▸ PAGE EXCERPT
Prevention of Cardiovascular Disease
Cardiovascular disease (CVD) describes disease of the heart and blood vessels caused by the process of atherosclerosis. It is the leading cause of death in England and Wales, accounting for almost one-third of deaths. In 2010, 180,000 people died from CVD – around 80,000 of these deaths were caused by coronary heart disease and 49,000 were caused by strokes. Of the 180,000 deaths, 46,000 occurred before people were aged 75 years, and 70% of those were in men.
CVD shows strong age dependence and predominantly affects people older than 50 years. Risk factors for CVD include non-modifiable factors such as age, sex, family history of CVD, ethnic background and modifiable risk factors such as smoking, raised blood pressure and cholesterol.
Tools are available to estimate an individual’s particular risk. Currently we use QRISK2. This estimates the risk of an individual developing clinically significant cardiovascular disease over the next 10 years.

▸ DATA EXTRACT
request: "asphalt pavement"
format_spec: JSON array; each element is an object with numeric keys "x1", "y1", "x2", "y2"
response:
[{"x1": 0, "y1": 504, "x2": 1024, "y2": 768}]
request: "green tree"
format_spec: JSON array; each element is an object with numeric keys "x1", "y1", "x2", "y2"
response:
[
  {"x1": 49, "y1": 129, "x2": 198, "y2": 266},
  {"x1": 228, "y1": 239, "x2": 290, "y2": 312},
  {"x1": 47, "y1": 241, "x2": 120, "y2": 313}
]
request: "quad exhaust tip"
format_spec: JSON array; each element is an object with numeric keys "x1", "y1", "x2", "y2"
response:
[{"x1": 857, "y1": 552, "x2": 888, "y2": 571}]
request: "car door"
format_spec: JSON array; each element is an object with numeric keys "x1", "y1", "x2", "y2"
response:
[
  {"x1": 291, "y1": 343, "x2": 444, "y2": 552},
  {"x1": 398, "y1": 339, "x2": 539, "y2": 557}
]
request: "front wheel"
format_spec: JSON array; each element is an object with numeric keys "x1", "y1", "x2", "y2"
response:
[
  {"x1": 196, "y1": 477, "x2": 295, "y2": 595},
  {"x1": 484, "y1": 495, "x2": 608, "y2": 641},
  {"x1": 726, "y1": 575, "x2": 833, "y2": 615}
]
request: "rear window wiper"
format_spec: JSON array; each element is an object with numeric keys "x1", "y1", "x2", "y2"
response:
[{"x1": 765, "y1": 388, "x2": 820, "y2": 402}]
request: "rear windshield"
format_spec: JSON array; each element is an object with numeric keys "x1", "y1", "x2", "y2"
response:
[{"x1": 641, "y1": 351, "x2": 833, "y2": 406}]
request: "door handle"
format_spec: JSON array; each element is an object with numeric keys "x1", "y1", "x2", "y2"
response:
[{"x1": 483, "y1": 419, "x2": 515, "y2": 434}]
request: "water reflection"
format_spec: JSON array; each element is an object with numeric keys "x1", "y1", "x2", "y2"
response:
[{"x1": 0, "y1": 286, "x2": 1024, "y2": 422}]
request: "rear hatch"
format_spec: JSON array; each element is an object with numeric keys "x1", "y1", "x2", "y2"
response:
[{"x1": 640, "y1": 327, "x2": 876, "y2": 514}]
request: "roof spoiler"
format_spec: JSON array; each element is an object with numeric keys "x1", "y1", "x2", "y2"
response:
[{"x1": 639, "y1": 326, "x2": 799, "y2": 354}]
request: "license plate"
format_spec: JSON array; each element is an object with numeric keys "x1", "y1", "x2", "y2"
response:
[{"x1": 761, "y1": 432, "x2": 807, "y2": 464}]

▸ PROBLEM TO WORK ON
Answer these questions using the text on preventing cardiovascular disease:
1. How many people died from CVD in 2010?
2. People older than what age does CVD predominantly affect?
3. Over what period does QRISK2 estimate an individual's risk of developing clinically significant cardiovascular disease?

▸ WRITTEN RESPONSE
1. 180,000 people.
2. 50 years.
3. The next 10 years.